>> Begin DOCUMENT

# Is the saying a kiss is just a kiss true



## sunflower (Dec 15, 2008)

Hi everyone, 

Kinda curious to see what your points of view is on this. 

Would you say a kiss is something or nothing? Does a man take kissing differant then women? 

Does kissing for a man always have meaning to it?


----------



## voivod (Aug 7, 2008)

i'm old fashioned. it means a lot to me. a kiss on the forehead was a big deal to us. and more intimate kissing was a signal. a kiss on the lips, gently, wow!


----------



## dcrim (Oct 1, 2008)

I think it depends on whether it happened INDEPENDANT of a strip poker game.


----------



## sunflower (Dec 15, 2008)

lol thank you DCRIM!


----------



## Dancing Nancie (Jul 1, 2008)

I come from the mold that a kiss is just a kiss. I don't think it's a big deal. I have kissed many women that had no meaning behind it.


----------



## sunflower (Dec 15, 2008)

Ya I have kissed men and have been whatever to I dont think that its a I am in love with you if I kiss you think but I dont know anything anymore!


----------



## Junebug (Dec 7, 2008)

I think it all depends on the feeling behind the kiss. I've had both kinds!! 

**dcrim you crack me up**


----------



## sunflower (Dec 15, 2008)

YA ME TO! I gues when you kiss someone and play grab ass thats not to awkward is it?


----------



## onlylonelyone (Jan 26, 2009)

I think a kiss is one of the most initmate actions. If you can comfortably get that close to another person it says a lot. It might not scream love, but it definately screams lust... Personally grab ass would mean a whole lot less to me than a kiss and if you kiss and grab ass, look out.....


----------



## sunflower (Dec 15, 2008)

Ya well thats what it was a kiss and grab ass he says it was a 5 second thing it was awkward started with toungue but wasnt blah blah. how would you take that?


----------



## onlylonelyone (Jan 26, 2009)

I would knock him on his you know what, lol seriously.......


----------



## sunflower (Dec 15, 2008)

Ya I know it and the ****ty thing is it was my ex best friend. She kissed him first in getting her husband back. Then he kissed her the second time. I THINK in getting me back. AWESOME!


----------



## onlylonelyone (Jan 26, 2009)

Nice friend, huh???


----------



## sunflower (Dec 15, 2008)

Ya its really sad she was like the sister I never had you know we were so close. I am more hurt by her I think then I am by him. MEN are men and well like you said in the other post when you are in a ****ty part of your marriage and they need they ego boost and well she did it first he knew she would do it again HOOKER! can you say HOOKER. But ya he ever does something like that I am out if it would have been sex I would have been out cause well thats to close for my comfort.

>> End DOCUMENT
>> Begin DATASET EXTRACT

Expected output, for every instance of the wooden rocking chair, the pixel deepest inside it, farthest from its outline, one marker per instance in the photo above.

>> End DATASET EXTRACT

WHAT TO DO:
A. Rewrite the stretch of the thread on kissing from "Would you say" through "lips, gently, wow!", switching "forehead" to "cheek".
B. In the thread on kissing, which user says they have kissed many women with no meaning behind it?
C. Extend the thread on kissing from where it stops.

TASK RESULTS:
A.
Would you say a kiss is something or nothing? Does a man take kissing differant then women? 

Does kissing for a man always have meaning to it?


----------



## voivod (Aug 7, 2008)

i'm old fashioned. it means a lot to me. a kiss on the cheek was a big deal to us. and more intimate kissing was a signal. a kiss on the lips, gently, wow!

B. Dancing Nancie

C.
----------



## onlylonelyone (Jan 26, 2009)

I agree. Sounds like you had a pretty bad exp.


----------



## sunflower (Dec 15, 2008)

Oh you have no idea when I see her I want to punch her cause HELLO I told her EVERYTHING she knew where me and my hubby were at that time the frame we were in it makes me sick to think about it. THEN she tries again wth


----------



## onlylonelyone (Jan 26, 2009)

Do you still run into her? That would really suck.


----------



## sunflower (Dec 15, 2008)

Ya she lives like 12 houses down from us. I was thinking about just making small talk and smoothing it all out just to keep peace cause are group is so big that we will see them again at some gathering. SOOOO ya! and its not like they had sex just a couple drunk kisses.


----------



## onlylonelyone (Jan 26, 2009)

Well the old saying goes "Keep your friends close and your enemies even closer", lol....


----------



## sunflower (Dec 15, 2008)

Ya huh! I like YOU!!!! so here is one for ya OK so if a kiss is sooo intimate and whatever then WHY is it ok for a girl to kiss a girl and its not cheating? or is it? I think its funny to hear people so oh wow thats more or just as bad as sex but then when you are drunk at random clubs or a teen or even a adult you will kiss some random person? and women kiss all the time. and thats ok? just wondering?


----------



## voivod (Aug 7, 2008)

sunflower said:


> and women kiss all the time. and thats ok? just wondering?


yes, yes it is. carry on.


----------



## onlylonelyone (Jan 26, 2009)

voivod said:


> yes, yes it is. carry on.


you are so bad :rofl:


----------



## onlylonelyone (Jan 26, 2009)

I don't think it would be ok if the girl ran off with the other girl, but I think this would be more like a gift to your man, lol. Most the time that type of kissing is done in front of a man or group of men to get him rev'd up at the club, or party right? I don't think it would do the same for him as actually visually watching the kiss if you just came home and told him you kissed another girl. Although I can guess he would put that imagination to work, lol. I asked my husband just now if it would bother him. Let me just say there was alot of laughter.............and a hell no............lol


----------



## sunflower (Dec 15, 2008)

Ya see I asked my hubby if it would bother him and he said yes. We went on a cruise couple years ago and me and her and this other girl kissed and I got a talking to the next day about it. lol but ya he isnt cool with that he doesnt get his kicks from that.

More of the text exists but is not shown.